**Task brief**
Reproduce the listing below, word for word, from the line with "surface --coords pixels" to the line with "96L61 97L73 112L65", including both of those lines.
##########
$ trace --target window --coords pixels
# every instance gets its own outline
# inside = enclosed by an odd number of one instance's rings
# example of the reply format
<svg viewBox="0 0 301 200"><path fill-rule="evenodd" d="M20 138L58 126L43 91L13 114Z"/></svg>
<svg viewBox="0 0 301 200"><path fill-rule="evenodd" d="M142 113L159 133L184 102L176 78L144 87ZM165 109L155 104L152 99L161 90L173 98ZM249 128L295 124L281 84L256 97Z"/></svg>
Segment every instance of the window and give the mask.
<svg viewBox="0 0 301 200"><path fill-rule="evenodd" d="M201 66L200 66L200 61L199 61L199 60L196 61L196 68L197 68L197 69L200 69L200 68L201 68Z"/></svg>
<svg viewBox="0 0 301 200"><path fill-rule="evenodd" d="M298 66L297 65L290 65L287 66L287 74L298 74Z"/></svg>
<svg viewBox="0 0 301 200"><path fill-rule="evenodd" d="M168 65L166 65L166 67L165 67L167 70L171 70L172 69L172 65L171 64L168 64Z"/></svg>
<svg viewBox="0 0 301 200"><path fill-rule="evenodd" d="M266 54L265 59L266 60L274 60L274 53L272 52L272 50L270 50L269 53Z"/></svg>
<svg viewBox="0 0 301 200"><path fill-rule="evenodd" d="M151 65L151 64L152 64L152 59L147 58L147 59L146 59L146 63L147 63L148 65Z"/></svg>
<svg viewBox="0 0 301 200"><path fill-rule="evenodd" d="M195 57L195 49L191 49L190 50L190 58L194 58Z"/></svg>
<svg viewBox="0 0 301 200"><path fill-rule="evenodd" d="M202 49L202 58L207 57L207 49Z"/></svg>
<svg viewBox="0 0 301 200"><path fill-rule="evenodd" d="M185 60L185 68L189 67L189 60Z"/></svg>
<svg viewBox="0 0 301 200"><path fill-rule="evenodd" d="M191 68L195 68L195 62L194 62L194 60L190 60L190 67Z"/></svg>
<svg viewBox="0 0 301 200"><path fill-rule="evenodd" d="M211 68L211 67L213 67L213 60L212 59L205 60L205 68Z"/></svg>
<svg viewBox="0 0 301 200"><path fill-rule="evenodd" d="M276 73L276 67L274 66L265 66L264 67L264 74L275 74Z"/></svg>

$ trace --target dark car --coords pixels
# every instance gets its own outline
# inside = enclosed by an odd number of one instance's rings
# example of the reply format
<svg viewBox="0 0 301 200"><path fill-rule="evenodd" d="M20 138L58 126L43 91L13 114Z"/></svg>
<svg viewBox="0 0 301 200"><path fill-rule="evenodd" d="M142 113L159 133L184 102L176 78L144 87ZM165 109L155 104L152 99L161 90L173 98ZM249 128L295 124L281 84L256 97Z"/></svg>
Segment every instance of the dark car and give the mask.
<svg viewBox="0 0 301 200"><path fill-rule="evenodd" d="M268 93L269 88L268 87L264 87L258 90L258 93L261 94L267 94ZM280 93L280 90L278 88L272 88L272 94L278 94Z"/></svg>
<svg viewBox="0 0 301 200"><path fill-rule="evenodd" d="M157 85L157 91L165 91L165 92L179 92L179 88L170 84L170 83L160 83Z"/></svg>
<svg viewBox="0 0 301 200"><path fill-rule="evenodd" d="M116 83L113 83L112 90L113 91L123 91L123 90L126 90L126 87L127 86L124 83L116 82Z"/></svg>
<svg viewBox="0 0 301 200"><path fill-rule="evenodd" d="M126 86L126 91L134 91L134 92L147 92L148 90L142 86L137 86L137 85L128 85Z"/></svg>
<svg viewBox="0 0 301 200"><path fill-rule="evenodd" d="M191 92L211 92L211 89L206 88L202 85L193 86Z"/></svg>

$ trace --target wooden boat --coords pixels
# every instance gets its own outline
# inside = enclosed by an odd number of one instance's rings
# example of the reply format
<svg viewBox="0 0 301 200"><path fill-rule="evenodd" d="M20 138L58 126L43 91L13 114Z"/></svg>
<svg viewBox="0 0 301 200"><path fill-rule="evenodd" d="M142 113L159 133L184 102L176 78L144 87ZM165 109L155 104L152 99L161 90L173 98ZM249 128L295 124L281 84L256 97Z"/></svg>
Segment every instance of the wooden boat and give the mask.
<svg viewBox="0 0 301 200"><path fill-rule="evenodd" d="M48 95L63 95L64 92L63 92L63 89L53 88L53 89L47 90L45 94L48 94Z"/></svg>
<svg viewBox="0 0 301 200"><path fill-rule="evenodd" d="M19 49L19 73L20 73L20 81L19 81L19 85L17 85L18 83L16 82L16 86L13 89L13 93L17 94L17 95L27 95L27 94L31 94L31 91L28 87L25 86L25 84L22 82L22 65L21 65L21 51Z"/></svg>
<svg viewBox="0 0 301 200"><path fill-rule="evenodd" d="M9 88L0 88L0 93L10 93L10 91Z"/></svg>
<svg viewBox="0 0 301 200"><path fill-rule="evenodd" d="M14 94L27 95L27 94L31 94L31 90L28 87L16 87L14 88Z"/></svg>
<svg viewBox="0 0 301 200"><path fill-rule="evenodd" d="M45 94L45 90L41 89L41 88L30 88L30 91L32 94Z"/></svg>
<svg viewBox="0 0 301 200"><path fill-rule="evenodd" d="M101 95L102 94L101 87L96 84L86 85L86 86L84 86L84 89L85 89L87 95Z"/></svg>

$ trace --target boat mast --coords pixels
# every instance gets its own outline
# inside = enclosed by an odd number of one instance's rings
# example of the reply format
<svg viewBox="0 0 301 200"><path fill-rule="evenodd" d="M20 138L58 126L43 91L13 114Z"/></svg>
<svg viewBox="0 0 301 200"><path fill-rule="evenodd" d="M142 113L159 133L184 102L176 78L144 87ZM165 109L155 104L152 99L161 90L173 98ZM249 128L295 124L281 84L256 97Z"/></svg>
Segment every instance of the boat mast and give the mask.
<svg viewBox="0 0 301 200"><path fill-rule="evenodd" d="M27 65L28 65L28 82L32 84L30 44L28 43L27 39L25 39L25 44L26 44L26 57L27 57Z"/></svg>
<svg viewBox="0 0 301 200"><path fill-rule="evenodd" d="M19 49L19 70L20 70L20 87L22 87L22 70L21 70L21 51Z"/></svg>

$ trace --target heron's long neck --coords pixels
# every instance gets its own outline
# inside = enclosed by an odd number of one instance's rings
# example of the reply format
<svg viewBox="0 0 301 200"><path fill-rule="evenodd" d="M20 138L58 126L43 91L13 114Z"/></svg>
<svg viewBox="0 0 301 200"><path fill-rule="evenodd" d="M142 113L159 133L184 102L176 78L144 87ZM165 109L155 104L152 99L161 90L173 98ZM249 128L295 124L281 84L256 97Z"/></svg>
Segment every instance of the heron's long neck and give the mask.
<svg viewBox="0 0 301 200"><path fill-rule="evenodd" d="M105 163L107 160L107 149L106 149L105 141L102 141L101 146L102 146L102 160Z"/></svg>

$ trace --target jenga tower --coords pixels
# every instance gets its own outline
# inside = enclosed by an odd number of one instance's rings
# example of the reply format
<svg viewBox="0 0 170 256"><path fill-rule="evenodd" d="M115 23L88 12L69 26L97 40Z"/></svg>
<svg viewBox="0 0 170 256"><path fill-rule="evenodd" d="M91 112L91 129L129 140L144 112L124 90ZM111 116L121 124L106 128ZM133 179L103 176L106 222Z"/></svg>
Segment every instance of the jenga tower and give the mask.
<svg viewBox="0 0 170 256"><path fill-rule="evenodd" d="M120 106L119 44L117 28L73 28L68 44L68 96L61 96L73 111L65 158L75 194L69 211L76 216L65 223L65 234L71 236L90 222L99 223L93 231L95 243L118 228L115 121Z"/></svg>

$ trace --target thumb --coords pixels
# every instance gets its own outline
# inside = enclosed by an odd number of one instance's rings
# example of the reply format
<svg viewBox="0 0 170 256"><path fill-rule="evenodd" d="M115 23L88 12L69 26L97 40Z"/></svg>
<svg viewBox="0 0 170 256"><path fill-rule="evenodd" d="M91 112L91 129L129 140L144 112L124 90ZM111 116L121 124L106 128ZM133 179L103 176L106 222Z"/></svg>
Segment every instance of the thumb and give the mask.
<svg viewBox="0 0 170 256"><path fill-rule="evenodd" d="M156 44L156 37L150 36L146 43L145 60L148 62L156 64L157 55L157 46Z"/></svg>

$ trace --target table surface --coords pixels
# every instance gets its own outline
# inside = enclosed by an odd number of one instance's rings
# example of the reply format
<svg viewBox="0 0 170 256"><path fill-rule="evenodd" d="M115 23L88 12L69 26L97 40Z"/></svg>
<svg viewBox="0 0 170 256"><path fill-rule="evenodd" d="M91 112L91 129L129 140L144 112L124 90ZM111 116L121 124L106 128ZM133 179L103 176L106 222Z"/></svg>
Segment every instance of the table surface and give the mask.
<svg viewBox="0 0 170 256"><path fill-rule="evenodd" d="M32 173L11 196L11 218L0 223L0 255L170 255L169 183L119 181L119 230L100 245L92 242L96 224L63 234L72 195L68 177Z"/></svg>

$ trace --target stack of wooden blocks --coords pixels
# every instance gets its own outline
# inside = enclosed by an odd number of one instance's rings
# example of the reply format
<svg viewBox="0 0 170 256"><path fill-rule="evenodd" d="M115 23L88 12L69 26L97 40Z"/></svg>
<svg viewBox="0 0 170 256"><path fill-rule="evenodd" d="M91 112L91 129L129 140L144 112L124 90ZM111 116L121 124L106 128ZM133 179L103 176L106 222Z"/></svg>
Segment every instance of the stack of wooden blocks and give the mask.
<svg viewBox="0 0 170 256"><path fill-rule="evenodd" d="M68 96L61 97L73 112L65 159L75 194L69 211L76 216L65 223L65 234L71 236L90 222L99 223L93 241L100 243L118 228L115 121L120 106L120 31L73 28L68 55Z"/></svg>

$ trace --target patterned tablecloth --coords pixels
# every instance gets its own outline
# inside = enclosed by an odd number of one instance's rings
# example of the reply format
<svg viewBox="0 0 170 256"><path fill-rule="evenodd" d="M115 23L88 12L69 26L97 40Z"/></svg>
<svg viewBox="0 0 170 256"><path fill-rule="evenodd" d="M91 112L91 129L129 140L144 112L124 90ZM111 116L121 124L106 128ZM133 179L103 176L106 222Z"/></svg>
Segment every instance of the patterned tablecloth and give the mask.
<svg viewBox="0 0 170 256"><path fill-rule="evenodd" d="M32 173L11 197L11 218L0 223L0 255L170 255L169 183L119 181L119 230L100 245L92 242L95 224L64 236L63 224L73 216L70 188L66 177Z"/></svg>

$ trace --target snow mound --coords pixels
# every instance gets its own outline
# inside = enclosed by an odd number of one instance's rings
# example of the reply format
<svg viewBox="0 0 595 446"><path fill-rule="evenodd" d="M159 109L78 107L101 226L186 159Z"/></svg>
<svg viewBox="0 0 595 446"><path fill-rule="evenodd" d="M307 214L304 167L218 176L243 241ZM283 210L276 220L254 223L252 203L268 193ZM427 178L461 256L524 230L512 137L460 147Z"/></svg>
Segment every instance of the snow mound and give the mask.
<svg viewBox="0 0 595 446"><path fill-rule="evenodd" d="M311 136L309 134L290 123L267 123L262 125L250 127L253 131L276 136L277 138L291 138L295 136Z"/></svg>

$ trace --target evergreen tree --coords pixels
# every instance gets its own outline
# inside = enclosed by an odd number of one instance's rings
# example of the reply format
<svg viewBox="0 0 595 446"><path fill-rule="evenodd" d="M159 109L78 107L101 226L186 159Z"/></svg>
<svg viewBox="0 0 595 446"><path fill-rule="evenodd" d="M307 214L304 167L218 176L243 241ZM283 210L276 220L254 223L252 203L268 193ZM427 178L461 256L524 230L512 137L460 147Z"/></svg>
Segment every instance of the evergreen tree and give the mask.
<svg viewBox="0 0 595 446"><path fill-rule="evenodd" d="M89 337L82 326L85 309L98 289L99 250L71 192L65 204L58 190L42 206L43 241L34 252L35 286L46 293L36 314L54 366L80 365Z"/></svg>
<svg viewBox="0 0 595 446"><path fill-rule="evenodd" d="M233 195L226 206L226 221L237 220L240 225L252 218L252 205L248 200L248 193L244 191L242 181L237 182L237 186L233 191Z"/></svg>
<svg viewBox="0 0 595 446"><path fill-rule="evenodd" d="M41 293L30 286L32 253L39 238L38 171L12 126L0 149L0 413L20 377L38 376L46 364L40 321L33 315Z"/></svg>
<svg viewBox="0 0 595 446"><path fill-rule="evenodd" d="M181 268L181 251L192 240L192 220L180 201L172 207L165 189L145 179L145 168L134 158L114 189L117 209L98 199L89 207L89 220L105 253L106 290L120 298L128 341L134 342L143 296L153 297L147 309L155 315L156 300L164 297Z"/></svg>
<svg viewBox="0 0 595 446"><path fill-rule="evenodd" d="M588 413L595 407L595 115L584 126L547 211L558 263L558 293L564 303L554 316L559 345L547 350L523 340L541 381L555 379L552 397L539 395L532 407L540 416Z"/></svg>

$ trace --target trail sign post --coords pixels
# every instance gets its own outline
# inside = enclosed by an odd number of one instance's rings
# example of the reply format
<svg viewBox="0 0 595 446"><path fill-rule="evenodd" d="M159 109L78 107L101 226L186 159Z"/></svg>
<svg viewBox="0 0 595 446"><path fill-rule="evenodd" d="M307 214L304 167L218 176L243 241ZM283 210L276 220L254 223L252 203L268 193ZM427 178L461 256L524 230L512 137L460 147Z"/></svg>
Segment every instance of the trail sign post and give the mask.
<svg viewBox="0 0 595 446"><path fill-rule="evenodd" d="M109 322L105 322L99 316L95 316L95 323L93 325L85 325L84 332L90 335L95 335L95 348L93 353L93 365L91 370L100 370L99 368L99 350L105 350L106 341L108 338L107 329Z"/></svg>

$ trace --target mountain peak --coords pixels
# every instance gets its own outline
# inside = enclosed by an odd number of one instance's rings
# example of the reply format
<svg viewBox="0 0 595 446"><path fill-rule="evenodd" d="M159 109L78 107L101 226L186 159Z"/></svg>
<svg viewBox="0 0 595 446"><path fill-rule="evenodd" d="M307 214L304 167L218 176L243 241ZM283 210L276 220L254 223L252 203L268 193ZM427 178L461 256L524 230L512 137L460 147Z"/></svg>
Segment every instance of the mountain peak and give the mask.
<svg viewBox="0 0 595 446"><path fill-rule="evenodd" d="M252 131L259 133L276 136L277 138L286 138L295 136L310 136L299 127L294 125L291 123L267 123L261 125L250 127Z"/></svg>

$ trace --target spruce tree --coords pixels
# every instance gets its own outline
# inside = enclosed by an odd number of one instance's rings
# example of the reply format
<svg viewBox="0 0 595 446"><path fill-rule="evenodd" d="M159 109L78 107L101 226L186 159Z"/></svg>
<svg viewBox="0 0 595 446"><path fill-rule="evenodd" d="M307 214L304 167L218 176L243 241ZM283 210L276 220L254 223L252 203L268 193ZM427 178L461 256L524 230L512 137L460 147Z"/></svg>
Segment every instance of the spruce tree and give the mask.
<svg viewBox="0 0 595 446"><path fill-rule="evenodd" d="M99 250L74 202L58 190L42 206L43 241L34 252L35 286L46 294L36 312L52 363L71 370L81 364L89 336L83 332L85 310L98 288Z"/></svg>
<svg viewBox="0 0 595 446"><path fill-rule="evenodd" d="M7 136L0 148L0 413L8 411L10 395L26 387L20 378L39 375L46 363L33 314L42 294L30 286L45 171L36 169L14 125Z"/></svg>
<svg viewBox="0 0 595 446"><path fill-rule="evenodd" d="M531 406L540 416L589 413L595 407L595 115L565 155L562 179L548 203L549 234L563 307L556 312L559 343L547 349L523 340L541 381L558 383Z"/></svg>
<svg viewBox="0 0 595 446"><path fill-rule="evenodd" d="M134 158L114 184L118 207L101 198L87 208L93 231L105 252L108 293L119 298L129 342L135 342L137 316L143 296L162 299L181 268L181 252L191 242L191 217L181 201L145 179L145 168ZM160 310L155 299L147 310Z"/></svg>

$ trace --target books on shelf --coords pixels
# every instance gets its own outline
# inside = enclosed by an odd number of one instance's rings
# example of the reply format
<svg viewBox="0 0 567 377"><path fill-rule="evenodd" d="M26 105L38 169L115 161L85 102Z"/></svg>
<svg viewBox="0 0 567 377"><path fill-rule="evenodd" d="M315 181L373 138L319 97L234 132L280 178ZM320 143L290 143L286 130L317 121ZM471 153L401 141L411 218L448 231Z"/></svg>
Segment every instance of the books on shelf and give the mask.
##########
**Solution for this task**
$ trace --target table surface --coords pixels
# every instance gets its own outline
# inside = enclosed by an odd number of one instance's rings
# example of the reply format
<svg viewBox="0 0 170 256"><path fill-rule="evenodd" d="M115 23L88 12L69 26L97 40Z"/></svg>
<svg viewBox="0 0 170 256"><path fill-rule="evenodd" d="M91 112L91 129L129 140L144 112L124 90ZM111 116L121 124L106 128ZM133 179L103 176L106 222Z"/></svg>
Segment every instance of the table surface and give the mask.
<svg viewBox="0 0 170 256"><path fill-rule="evenodd" d="M32 173L11 196L11 218L0 223L0 255L170 255L169 183L119 181L119 230L100 245L92 242L96 224L63 234L72 195L68 177Z"/></svg>

$ trace --target stack of wooden blocks --coords pixels
# every instance gets its own outline
# inside = enclosed by an odd number of one instance's rings
# example of the reply format
<svg viewBox="0 0 170 256"><path fill-rule="evenodd" d="M115 23L88 12L69 26L97 40Z"/></svg>
<svg viewBox="0 0 170 256"><path fill-rule="evenodd" d="M91 112L91 129L129 140L144 112L124 90ZM111 116L121 124L106 128ZM133 179L103 176L106 222Z"/></svg>
Segment every instance of the stack of wooden blocks and give the mask.
<svg viewBox="0 0 170 256"><path fill-rule="evenodd" d="M68 96L61 97L73 112L65 159L75 194L69 211L76 216L65 223L65 234L71 236L90 222L99 223L93 241L100 243L118 228L115 121L120 106L120 31L73 28L68 55Z"/></svg>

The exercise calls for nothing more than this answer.